▶ _Document text_:
--- --- ---

No mainstream languages that I know of. Indeed, this feature is probably the main reason to use XSLT (and not e.g. XQuery, looking at closely related languages).
It's effectively extensible dynamic dispatch on receiver on arbitrary conditions - as such, I think you could probably do it in Common Lisp (CLOS, to be specific) - if I remember correctly, its multimethods can match arbitrary conditions, so if you have an XPath pattern evaluator, you could use it to emulate apply-templates, and even more - since apply-templates only dispatches on a single argument, while CLOS multimethods dispatch on multiple arguments.
XPath, while essential to making XSLT work, is independent of it; libraries like libxml give you it for free. The style of template application you describe is a little trickier; that's what you would normally use XSLT for.
Any programming language that does this should be functional. You could try writing your own, less-verbose, XSLT dialect; Perl also may give you enough rope to emulate this feature convincingly (although the performance implications are unclear).
The tough answer, though, is that this doesn't really exist, except as libraries for already existing languages.
For XPath, definitely. For C, there's Xalan-C++, for Java javax.xml.xpath (with multiple implementations), and C# has XPathNavigator and SelectNodes. If you want to use XPath for object hierarchies, look at JXPath.

--- --- ---

▶ _Data segment_:
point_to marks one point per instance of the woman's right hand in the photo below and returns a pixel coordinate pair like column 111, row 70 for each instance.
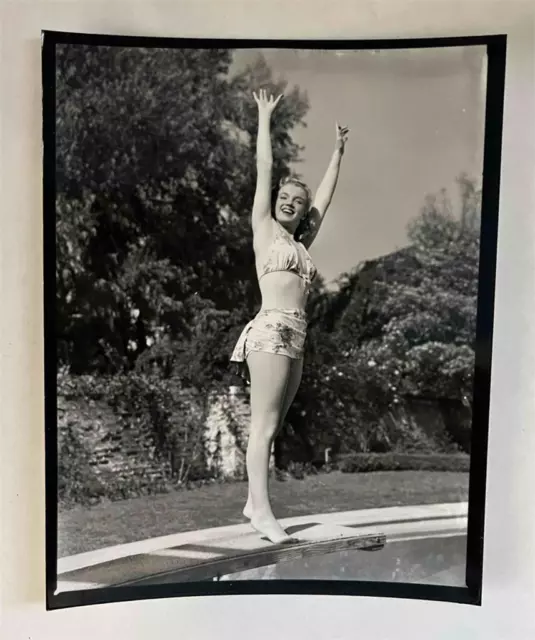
column 266, row 105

--- --- ---

▶ _Task requirements_:
A - In one to three sentences, explain why the discussion of XSLT-style template dispatch says CLOS multimethods could do even more than emulate apply-templates.
B - Pick up the discussion of XSLT-style template dispatch and XPath support in other languages, and carry it on from its final sentence.
The material has no connection to the discussion of XSLT-style template dispatch.

▶ _Answers to each task_:
A - CLOS multimethods could go beyond apply-templates because apply-templates dispatches on only a single argument. CLOS multimethods dispatch on multiple arguments.

B -
For the template transformations, you should look at C#'s LINQ if you haven't already. It's not exactly the same thing, but it allows processing objects without explicit looping.
I have found nothing like that. But why would anybody use anything else to transform XML ? XSLT does a perfect job once you understand the non procedural way of developing solutions. Our applications are largely XSLT based and it is a really powerful tool.
A comment on your first requirement:
the ability to traverse data structures using "path" style statments via xpath
XPath makes a lot of assumptions on the data structure. If you're going to use it, you might as well convert your structure to XML because it's going to look like it anyway once you make it traversable via some XPath-like language unless you severely limit your XPath subset.
Also, keep in mind that the "only two things" that you are missing, XPath and template processing, are in-fact a huge part of what makes up Xslt. I'm curious why you decided to take it off of your tool-belt.
In spite of that fact that you wanted an Xslt alternative, I would still recommend Xslt and Xslt 2.0 in particular. With the addition of the unparsed-text and analyze-string you have a powerful text processing language. For example take a look at a CSV to XML stylesheet. Even though JSON isn't regular, you'd still be able to write a simple JSON to XML translator using recursive templates and transform the result at will.

What's so bad about xsl:for-each?

I hear time and time again about how you should avoid the use of XSLT for-each. That it's your inner imperative programming demon that should be banished.
What's so bad about it?
Does this best practice matter depending on the size of XML (i.e 100 vs 10,000 nodes)?
Essential difference between <xsl:apply-templates> and <xsl:-for-each> that nobody has pointed out:
<xsl:apply-templates> is really something much more than a nicer, more elegant equivalent of <xsl:for-each>:
xsl:apply-templates is much richer and deeper than xsl:for-each, even
simply because we don't know what code will be applied on the nodes of
the selection -- in the general case this code will be different for
different nodes of the node-list.
Also, the code that will be applied
can be written way after the xsl:apply templates was written and by
people that do not know the original author.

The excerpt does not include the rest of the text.